TEXTO FORNECIDO ▸
══════════

Para o movimento popular, o impeachment oferece um caminho para lugar
nenhum
Liberation News
Richard Becker
O aprofundamento do
conflito sobre o impeachment do presidente Donald Trump é uma luta entre
facções da classe dominante capitalista e seu aparato governamental. A luta é
fundamentalmente sobre qual lado exercerá controle sobre o Estado e o governo
com todo o poder e riqueza que confere.
O anúncio de um
inquérito de impeachment foi feito pela presidente da Câmara dos Deputados,
Nancy Pelosi, em 24 de setembro. Foi aberto logo após a revelação de que uma
denúncia havia sido registrada em relação à ligação telefônica de 25 de julho
entre Trump e o presidente da Ucrânia. O denunciante foi posteriormente
identificado como um agente da CIA, mas a denúncia é entendida como um produto
coletivo de vários agentes de inteligência.
Não existe um lado
“progressista” nessa briga. Como foi o caso de Nixon em 1974, a própria
estrutura do impeachment concentra toda a atenção no que está acontecendo
dentro dos chamados “salões sagrados” do Congresso, relegando os movimentos
populares para o lado de fora.
O regime de Trump é
flagrantemente racista, sexista, homofóbico, anti-imigrante, antiambiental,
antitrabalhista, anti-sem-teto e muito mais. Todos os dias, os asseclas de
Trump estão realizando ataques aos direitos populares duramente conquistados e
ao próprio planeta.
No entanto, em vez de
resistir a esses ataques, a liderança do Partido Democrata no Congresso está
concentrando toda a sua energia no impeachment de Trump, com o argumento de que
ele solicitou interferência estrangeira nas eleições presidenciais de 2020. Os
líderes democratas veem isso como uma espécie de linha de menor resistência e
que não exige contestar os interesses corporativos que são representados pelos
principais partidos capitalistas e os financiam.

══════════

ITENS FORNECIDOS ▸
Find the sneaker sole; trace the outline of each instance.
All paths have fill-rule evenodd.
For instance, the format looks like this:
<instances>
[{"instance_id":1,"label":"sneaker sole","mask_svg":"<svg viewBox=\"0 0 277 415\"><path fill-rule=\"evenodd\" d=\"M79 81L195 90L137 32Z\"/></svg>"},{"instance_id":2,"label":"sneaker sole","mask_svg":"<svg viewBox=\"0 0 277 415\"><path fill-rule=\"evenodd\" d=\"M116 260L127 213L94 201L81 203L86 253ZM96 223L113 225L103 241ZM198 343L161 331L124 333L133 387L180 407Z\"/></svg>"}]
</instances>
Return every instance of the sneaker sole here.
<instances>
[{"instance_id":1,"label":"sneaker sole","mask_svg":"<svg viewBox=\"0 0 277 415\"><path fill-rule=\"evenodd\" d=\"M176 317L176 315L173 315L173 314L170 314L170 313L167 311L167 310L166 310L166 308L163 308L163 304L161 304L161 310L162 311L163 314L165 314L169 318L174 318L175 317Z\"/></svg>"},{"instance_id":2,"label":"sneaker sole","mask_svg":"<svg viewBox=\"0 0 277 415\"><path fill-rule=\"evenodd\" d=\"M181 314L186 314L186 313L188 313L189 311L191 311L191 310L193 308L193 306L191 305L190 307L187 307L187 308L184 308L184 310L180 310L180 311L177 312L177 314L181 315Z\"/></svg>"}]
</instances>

══════════

INSTRUÇÃO DADA ▸ Reproduza, sem qualquer alteração, o trecho do texto sobre o impeachment de Trump situado entre "O anúncio de" e "agentes de inteligência.", ambos incluídos.

RESULTADO ▸
O anúncio de um
inquérito de impeachment foi feito pela presidente da Câmara dos Deputados,
Nancy Pelosi, em 24 de setembro. Foi aberto logo após a revelação de que uma
denúncia havia sido registrada em relação à ligação telefônica de 25 de julho
entre Trump e o presidente da Ucrânia. O denunciante foi posteriormente
identificado como um agente da CIA, mas a denúncia é entendida como um produto
coletivo de vários agentes de inteligência.